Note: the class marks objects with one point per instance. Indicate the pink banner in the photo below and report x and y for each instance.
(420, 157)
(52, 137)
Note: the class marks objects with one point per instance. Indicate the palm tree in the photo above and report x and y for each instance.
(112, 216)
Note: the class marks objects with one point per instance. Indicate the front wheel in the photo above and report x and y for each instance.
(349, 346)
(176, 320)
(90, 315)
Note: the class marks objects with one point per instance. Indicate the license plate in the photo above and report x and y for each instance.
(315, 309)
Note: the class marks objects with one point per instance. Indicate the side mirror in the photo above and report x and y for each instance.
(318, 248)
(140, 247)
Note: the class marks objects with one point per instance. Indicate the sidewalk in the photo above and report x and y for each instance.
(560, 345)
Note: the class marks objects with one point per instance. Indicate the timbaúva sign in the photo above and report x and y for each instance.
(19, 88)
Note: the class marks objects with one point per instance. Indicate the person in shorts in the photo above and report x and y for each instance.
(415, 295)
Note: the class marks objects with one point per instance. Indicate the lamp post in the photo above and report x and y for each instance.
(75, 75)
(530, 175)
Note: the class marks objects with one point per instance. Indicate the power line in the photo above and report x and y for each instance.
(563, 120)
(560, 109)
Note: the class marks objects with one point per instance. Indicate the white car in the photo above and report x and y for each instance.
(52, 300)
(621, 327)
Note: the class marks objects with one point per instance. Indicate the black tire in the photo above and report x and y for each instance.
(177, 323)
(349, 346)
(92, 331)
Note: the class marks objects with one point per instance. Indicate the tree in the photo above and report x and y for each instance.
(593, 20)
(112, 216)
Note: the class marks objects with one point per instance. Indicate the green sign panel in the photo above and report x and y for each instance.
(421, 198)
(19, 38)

+ + + + + + +

**Instructions to follow**
Transcribe the whole listing with nothing added or left out.

**Expected answer**
Note: the class marks objects with one point per instance. Indicate the pink banner in the photo below and report x and y for each instance.
(420, 157)
(52, 137)
Note: the class marks objects with one point per instance. Indicate the palm tree in the photo above and report x and y for each instance.
(112, 216)
Note: the class marks objects with one point per instance. Indicate the front wheel in the photo above and report x and y for each instance.
(349, 346)
(176, 320)
(90, 315)
Note: the class marks objects with one point per instance. Indicate the license plate in the photo above and report x and y for each instance.
(315, 309)
Note: the class marks objects with one point per instance. Indicate the side mirror in the photo above and report x and y for each instance.
(318, 248)
(140, 247)
Note: the class marks objects with one point per instance. Indicate the sidewalk in the photo above and report x and y for each instance.
(560, 345)
Note: the class marks objects with one point per instance. Indicate the timbaúva sign in the photo above and report x and y for each instance.
(19, 88)
Note: the class marks objects with one point per instance. Indicate the person in shorts in the photo above and report x and y for each instance.
(415, 295)
Note: the class marks objects with one point per instance. Indicate the lamp post in the photo above and report x and y for each instance.
(75, 75)
(530, 175)
Note: the class marks objects with one point per instance. Indicate the power line in the photo above and report x and y for each instance.
(563, 120)
(560, 109)
Note: the class marks objects with one point per instance. Indicate the white car in the photo above and report x and y for each instance.
(52, 300)
(621, 327)
Note: the class marks objects with one point per instance. Indicate the black tire in the photo above and report x and y for each instance.
(177, 323)
(349, 346)
(92, 331)
Note: the class marks objects with one point per instance. Indicate the tree in the photo above and report x and y for each instance.
(593, 20)
(112, 216)
Note: the class marks objects with one point per instance. Indicate the green sign panel in the photo above and report x and y for each instance.
(421, 198)
(19, 38)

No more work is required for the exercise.